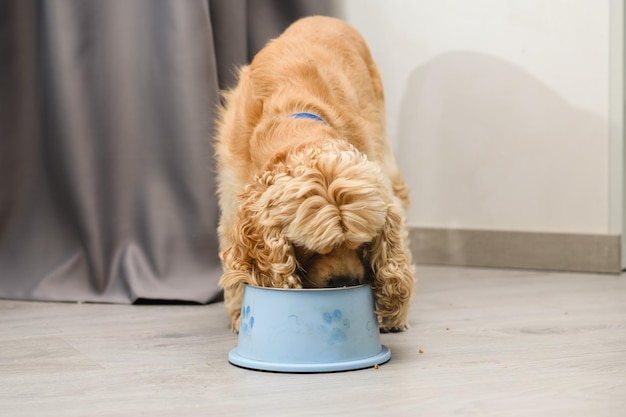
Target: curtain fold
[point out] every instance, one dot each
(107, 190)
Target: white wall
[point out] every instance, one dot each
(498, 110)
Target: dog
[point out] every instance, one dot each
(309, 191)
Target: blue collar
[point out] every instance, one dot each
(311, 116)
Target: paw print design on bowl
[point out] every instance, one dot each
(247, 320)
(334, 327)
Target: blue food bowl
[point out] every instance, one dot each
(308, 330)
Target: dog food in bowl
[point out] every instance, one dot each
(308, 330)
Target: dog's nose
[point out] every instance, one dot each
(342, 282)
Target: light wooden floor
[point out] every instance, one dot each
(495, 343)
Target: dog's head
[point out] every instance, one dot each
(319, 214)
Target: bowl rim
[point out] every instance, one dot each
(350, 287)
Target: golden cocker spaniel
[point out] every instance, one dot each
(309, 190)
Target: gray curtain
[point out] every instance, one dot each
(106, 167)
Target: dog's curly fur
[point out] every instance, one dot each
(305, 202)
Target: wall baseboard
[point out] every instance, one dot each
(525, 250)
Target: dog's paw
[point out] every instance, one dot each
(386, 326)
(391, 329)
(234, 324)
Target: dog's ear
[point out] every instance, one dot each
(390, 260)
(259, 254)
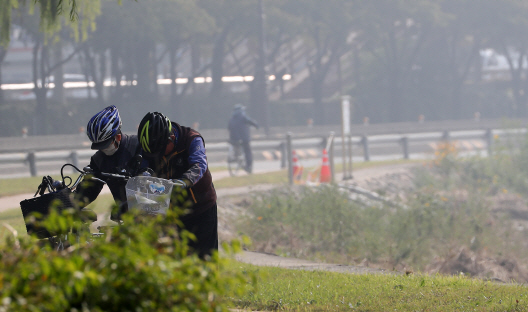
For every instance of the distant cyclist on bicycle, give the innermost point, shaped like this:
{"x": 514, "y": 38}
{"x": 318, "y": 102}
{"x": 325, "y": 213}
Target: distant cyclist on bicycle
{"x": 116, "y": 152}
{"x": 239, "y": 133}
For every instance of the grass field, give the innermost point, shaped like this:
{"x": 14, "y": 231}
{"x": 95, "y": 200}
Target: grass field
{"x": 298, "y": 290}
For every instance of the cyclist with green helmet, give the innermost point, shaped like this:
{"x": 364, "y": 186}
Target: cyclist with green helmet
{"x": 177, "y": 153}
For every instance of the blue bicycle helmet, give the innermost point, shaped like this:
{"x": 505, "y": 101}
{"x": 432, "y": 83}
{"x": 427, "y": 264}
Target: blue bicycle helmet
{"x": 103, "y": 127}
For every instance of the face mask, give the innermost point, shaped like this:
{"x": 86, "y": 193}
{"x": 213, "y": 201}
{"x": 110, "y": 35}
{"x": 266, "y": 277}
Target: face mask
{"x": 109, "y": 151}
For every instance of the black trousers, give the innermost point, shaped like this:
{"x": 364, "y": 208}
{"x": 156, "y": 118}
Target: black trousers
{"x": 205, "y": 227}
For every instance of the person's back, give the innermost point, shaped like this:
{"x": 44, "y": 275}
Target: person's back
{"x": 239, "y": 125}
{"x": 177, "y": 153}
{"x": 239, "y": 133}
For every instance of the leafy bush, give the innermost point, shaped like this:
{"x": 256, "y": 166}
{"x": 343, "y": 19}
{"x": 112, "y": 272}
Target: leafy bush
{"x": 142, "y": 265}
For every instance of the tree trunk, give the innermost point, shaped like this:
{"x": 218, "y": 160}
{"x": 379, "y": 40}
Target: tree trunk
{"x": 58, "y": 75}
{"x": 3, "y": 53}
{"x": 117, "y": 89}
{"x": 174, "y": 98}
{"x": 217, "y": 64}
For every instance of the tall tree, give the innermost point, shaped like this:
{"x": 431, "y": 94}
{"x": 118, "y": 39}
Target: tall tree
{"x": 327, "y": 25}
{"x": 80, "y": 17}
{"x": 394, "y": 32}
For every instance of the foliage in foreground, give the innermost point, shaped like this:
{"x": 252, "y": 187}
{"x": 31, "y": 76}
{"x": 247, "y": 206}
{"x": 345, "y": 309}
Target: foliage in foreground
{"x": 298, "y": 290}
{"x": 142, "y": 265}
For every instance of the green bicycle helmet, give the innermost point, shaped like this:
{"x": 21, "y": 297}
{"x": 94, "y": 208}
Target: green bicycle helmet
{"x": 154, "y": 132}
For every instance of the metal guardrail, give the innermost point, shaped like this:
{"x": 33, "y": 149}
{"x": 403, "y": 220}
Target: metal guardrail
{"x": 283, "y": 147}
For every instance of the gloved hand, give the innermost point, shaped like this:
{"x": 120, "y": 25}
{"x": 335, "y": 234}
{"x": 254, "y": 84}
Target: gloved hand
{"x": 184, "y": 183}
{"x": 145, "y": 172}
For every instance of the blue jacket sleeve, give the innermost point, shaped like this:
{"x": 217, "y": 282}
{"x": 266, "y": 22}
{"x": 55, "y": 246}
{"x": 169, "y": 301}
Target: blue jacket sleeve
{"x": 198, "y": 161}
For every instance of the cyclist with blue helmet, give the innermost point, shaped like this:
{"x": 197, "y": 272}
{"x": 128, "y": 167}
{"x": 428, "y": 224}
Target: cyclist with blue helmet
{"x": 116, "y": 152}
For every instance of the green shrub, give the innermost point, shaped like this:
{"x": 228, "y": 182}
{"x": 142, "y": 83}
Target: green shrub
{"x": 142, "y": 265}
{"x": 323, "y": 223}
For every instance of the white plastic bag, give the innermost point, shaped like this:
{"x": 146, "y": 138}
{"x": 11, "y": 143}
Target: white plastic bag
{"x": 148, "y": 194}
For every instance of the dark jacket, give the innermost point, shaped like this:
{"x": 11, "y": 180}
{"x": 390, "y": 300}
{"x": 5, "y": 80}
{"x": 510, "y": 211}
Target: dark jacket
{"x": 239, "y": 126}
{"x": 89, "y": 189}
{"x": 176, "y": 166}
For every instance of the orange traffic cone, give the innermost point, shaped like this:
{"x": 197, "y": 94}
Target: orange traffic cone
{"x": 297, "y": 170}
{"x": 325, "y": 175}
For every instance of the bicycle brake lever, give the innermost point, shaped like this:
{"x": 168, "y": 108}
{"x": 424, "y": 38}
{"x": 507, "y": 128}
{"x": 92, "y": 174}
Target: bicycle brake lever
{"x": 97, "y": 179}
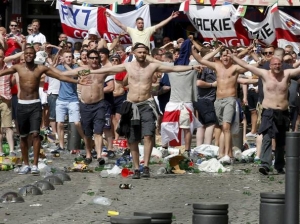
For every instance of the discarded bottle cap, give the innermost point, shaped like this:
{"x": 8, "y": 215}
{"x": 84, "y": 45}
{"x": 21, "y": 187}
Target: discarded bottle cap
{"x": 126, "y": 172}
{"x": 112, "y": 213}
{"x": 125, "y": 186}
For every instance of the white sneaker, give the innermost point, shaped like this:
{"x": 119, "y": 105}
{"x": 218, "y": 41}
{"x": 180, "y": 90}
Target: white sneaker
{"x": 35, "y": 170}
{"x": 251, "y": 135}
{"x": 225, "y": 160}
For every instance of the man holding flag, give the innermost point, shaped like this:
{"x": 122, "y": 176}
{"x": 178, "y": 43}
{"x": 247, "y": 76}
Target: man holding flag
{"x": 141, "y": 34}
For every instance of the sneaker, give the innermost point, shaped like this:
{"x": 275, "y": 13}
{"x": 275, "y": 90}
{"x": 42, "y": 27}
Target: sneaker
{"x": 251, "y": 135}
{"x": 12, "y": 154}
{"x": 126, "y": 153}
{"x": 263, "y": 170}
{"x": 136, "y": 175}
{"x": 146, "y": 172}
{"x": 187, "y": 153}
{"x": 225, "y": 160}
{"x": 35, "y": 170}
{"x": 101, "y": 161}
{"x": 24, "y": 170}
{"x": 280, "y": 171}
{"x": 110, "y": 154}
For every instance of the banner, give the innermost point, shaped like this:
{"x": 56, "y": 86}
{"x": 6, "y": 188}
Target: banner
{"x": 287, "y": 30}
{"x": 77, "y": 20}
{"x": 263, "y": 31}
{"x": 219, "y": 22}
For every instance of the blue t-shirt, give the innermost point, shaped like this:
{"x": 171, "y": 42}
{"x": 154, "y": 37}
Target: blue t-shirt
{"x": 67, "y": 91}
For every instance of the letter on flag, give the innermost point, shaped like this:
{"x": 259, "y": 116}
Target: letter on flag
{"x": 113, "y": 7}
{"x": 138, "y": 4}
{"x": 241, "y": 10}
{"x": 274, "y": 7}
{"x": 184, "y": 6}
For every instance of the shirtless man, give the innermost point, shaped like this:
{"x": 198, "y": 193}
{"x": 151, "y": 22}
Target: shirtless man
{"x": 225, "y": 105}
{"x": 139, "y": 78}
{"x": 29, "y": 108}
{"x": 92, "y": 106}
{"x": 275, "y": 115}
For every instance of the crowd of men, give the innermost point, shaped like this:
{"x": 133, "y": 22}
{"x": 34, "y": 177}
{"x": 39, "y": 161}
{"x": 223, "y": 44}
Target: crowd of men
{"x": 136, "y": 92}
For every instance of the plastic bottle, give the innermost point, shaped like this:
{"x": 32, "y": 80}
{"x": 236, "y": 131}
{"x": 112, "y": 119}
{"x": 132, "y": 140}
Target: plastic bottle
{"x": 161, "y": 170}
{"x": 104, "y": 173}
{"x": 102, "y": 201}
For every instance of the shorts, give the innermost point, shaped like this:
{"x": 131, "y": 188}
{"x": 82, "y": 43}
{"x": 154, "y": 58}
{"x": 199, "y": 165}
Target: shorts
{"x": 252, "y": 99}
{"x": 14, "y": 102}
{"x": 29, "y": 117}
{"x": 43, "y": 96}
{"x": 184, "y": 118}
{"x": 108, "y": 116}
{"x": 118, "y": 101}
{"x": 64, "y": 108}
{"x": 51, "y": 99}
{"x": 147, "y": 124}
{"x": 93, "y": 117}
{"x": 206, "y": 111}
{"x": 6, "y": 116}
{"x": 225, "y": 109}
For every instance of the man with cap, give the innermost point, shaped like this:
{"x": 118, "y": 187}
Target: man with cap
{"x": 141, "y": 34}
{"x": 36, "y": 36}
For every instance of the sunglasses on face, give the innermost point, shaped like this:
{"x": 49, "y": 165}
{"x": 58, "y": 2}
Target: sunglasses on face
{"x": 268, "y": 53}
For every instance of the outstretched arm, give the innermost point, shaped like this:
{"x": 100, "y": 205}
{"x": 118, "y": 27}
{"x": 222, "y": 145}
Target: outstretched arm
{"x": 177, "y": 68}
{"x": 259, "y": 72}
{"x": 164, "y": 22}
{"x": 107, "y": 70}
{"x": 204, "y": 60}
{"x": 117, "y": 22}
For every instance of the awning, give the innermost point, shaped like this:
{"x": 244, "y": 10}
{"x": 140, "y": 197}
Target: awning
{"x": 206, "y": 2}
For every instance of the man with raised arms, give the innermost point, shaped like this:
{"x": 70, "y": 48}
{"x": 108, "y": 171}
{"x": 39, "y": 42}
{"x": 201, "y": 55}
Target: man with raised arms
{"x": 275, "y": 115}
{"x": 29, "y": 110}
{"x": 225, "y": 105}
{"x": 139, "y": 78}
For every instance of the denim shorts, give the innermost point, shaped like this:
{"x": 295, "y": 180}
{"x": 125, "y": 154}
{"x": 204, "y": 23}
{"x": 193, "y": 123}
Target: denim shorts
{"x": 51, "y": 99}
{"x": 64, "y": 108}
{"x": 29, "y": 117}
{"x": 93, "y": 117}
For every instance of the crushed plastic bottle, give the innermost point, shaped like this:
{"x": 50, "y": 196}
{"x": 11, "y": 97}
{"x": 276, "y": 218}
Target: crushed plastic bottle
{"x": 161, "y": 170}
{"x": 102, "y": 201}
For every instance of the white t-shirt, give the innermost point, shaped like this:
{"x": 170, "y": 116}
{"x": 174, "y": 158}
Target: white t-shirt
{"x": 143, "y": 36}
{"x": 36, "y": 38}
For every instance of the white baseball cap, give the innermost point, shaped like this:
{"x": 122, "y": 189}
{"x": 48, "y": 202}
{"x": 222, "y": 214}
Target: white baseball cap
{"x": 128, "y": 49}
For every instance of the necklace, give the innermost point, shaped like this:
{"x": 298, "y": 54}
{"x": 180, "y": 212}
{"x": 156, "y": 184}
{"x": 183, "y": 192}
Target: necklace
{"x": 30, "y": 69}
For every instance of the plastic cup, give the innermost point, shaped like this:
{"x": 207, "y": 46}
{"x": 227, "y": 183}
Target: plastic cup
{"x": 126, "y": 172}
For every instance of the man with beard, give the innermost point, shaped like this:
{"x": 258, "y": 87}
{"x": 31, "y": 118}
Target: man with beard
{"x": 29, "y": 110}
{"x": 275, "y": 115}
{"x": 225, "y": 104}
{"x": 139, "y": 77}
{"x": 92, "y": 106}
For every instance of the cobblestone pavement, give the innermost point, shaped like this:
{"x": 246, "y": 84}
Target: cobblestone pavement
{"x": 72, "y": 202}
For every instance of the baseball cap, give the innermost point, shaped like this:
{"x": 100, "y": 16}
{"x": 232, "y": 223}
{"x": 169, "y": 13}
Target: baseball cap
{"x": 104, "y": 51}
{"x": 93, "y": 31}
{"x": 128, "y": 49}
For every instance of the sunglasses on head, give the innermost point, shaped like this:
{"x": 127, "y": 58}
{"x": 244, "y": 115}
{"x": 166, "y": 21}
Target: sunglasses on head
{"x": 268, "y": 53}
{"x": 94, "y": 58}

◆ ◆ ◆ ◆

WORK INSTRUCTIONS. Reproduce word for word the part of the rows above that begins at the line containing "For every instance of the sunglasses on head, give" and runs through the final line of the rows, including both of those lines.

FINAL ANSWER.
For every instance of the sunglasses on head, give the innermost point, shaped like this:
{"x": 127, "y": 58}
{"x": 244, "y": 115}
{"x": 166, "y": 21}
Target: sunglasses on head
{"x": 268, "y": 53}
{"x": 94, "y": 58}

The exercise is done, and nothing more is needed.